Ecco ora l’articolo di Gianluca Scroccu
Dal primo tentativo del socialista Loris Fortuna alla fine degli anni Sessanta, sino all’approvazione definitiva del 22 maggio 1978, l’aborto divenne una questione calda del dibattito politico italiano. Tra il contraddittorio atteggiamento della Dc, stretta tra il no assoluto del Vaticano, supportato dalle campagne del “Movimento per La Vita” di Carlo Casini e di Comunione e Liberazione, e le posizioni più sfumate di alcuni importanti prelati come Monsignor Bettazzi e di una parte del mondo cattolico già impegnato contro il referendum sul divorzio, sino all’atteggiamento titubante del Pci, incapace di cogliere in pieno le sollecitazioni del movimento femminista, il percorso della legge viene ricostruito in tutte le sue altalenanti ma appassionanti fasi.
Gigliola Pierobon è un nome che dice poco all’Italia del 2009. Ma è stata una figura importante: fu la prima donna, nel giugno 1973, ad affermare pubblicamente di aver abortito. Subì un processo che destò scalpore e che palesò tutti i limiti di una magistratura che ancora nella metà degli anni Settanta doveva utilizzare le norme del codice Rocco per giudicare chi aveva abortito. È una delle vicende più significative raccontate da Giambattista Scirè nel suo“L’aborto in Italia. Storia di una legge” (Bruno Mondadori, pp. 320, € 22,00). Giovane storico dell’Università di Firenze, già autore di un volume sulla storia del divorzio in Italia, firma ora una pubblicazione, la prima su questo argomento, che offre una panoramica ampia utilizzando un grandissimo apparato di fonti: i resoconti parlamentari, i documenti dei partiti, le principali pubblicazioni a stampa. Emerge un dibattito lacerante e intenso, che si intrecciò con le modificazioni sul piano del costume e della morale sviluppate dall’Italia del miracolo economico e dei tumultuosi anni Settanta. La necessità di legiferare, secondo l’autore, si rese necessaria per il proliferare della orrenda pratica dell’aborto clandestino e per sanare una legislazione che si rifaceva al periodo fascista, quando l’aborto era un delitto «contro l’integrità e la sanità della stirpe». Se i Paesi scandinavi - ma anche gli Stati Uniti, con la famosa sentenza Roe vs. Wade del 1973 - avevano avviato da tempo una seria riflessione giuridica sull’interruzione di gravidanza e sull’utilizzo dei metodi anticoncezionali, l’Italia non aveva dimostrato altrettanto lungimiranza. Ma i cambiamenti della società italiana e un processo di secolarizzazione sempre più forte, seppur tra molte contraddizioni, resero alla fine inevitabile un intervento legislativo che avrebbe alla fine avuto il merito di ridurre drasticamente il numero di aborti anche grazie al ruolo dei consultori, eccezion fatta per le donne straniere come dimostrano i dati più recenti.

(Dati di localizzazione con un punto per ogni istanza)
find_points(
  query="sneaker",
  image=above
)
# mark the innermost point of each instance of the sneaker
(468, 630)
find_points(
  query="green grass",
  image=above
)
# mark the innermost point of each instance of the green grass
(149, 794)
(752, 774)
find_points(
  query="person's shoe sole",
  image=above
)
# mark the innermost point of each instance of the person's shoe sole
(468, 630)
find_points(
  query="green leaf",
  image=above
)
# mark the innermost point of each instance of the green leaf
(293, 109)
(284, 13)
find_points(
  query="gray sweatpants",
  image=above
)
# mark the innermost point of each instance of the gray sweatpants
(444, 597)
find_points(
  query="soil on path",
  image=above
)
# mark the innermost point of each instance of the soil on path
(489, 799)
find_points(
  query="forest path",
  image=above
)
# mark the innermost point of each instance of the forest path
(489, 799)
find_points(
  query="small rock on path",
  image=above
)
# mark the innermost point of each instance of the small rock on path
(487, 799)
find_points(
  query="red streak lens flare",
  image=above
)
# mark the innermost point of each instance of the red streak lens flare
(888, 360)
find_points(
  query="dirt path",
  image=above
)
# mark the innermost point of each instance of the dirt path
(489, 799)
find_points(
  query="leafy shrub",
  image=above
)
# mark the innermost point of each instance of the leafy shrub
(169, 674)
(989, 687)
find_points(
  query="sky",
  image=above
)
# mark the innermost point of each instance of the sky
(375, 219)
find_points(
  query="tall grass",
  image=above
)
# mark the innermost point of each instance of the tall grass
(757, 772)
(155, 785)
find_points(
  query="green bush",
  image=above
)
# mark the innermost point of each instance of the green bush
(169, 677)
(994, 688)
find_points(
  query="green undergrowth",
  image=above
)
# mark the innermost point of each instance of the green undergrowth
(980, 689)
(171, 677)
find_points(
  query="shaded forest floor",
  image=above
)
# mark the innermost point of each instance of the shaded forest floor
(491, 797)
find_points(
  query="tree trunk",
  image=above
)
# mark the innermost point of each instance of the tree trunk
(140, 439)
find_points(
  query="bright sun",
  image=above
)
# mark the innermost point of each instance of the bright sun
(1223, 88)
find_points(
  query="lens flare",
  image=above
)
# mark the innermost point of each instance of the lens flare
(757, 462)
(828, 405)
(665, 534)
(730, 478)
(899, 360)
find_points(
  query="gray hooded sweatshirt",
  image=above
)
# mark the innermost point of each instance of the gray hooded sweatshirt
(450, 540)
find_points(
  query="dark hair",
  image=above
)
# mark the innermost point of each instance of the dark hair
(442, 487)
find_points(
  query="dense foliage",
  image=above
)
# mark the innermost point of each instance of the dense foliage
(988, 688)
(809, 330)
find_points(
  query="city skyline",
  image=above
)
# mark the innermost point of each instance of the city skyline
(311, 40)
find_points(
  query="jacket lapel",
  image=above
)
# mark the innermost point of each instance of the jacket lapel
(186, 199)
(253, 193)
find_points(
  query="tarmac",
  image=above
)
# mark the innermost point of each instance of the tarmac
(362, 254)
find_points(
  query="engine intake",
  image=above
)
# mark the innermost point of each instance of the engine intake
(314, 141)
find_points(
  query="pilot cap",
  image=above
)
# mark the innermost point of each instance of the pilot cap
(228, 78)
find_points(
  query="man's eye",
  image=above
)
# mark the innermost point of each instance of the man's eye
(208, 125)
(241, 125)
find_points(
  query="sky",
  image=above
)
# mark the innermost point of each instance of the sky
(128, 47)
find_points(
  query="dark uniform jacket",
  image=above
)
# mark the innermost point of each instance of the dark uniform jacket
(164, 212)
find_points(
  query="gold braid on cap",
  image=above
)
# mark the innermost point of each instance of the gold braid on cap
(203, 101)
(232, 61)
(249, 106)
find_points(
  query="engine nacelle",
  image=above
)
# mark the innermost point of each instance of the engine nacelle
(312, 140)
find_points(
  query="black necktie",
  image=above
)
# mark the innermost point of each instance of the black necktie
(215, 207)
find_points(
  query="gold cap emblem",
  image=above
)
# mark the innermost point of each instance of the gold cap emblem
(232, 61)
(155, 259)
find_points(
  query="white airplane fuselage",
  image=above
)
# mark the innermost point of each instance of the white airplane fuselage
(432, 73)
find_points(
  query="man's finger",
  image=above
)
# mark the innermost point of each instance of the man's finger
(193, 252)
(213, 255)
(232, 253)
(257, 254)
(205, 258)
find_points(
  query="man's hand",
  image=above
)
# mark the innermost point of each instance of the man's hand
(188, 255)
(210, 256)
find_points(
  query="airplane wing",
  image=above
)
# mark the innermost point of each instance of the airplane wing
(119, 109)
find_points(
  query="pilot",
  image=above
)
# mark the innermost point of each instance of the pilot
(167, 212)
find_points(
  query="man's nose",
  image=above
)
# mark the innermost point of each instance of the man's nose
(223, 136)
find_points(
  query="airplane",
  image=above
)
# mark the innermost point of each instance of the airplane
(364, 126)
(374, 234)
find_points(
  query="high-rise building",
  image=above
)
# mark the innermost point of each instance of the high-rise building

_ATTIVITÀ ED ESERCIZI:_
1. Nel testo sulla storia della legge sull'aborto in Italia, in quale mese e anno Gigliola Pierobon dichiarò pubblicamente di aver abortito?
2. Prosegui il testo sulla storia della legge sull'aborto in Italia dopo la sua ultima frase.
I dati provengono da una fonte diversa dall'estratto.

_RISPOSTE AGLI ESERCIZI:_
1. Nel giugno 1973.

2.
La schiacciante vittoria dei no contro l’abolizione della legge nel referendum del 17-18 maggio 1981, pochi giorni dopo l’attentato contro Karol Woityla, a cui si accompagnava però anche la bocciatura di quello dei radicali sulla totale depenalizzazione, sembrò segnare la fine della discussione sull’aborto.
Il dibattito era destinato a ripresentarsi ventisette anni dopo, quando, come dimostra l’autore nelle ultime pagine del libro, sarebbe riemerso prepotentemente durante l’ultima campagna elettorale dell’aprile del 2008.
Vogliamo ricostruire la sinistra? Ecco anche queste grandi battaglie per i diritti civili e la laicità dello Stato ci indicano la strada.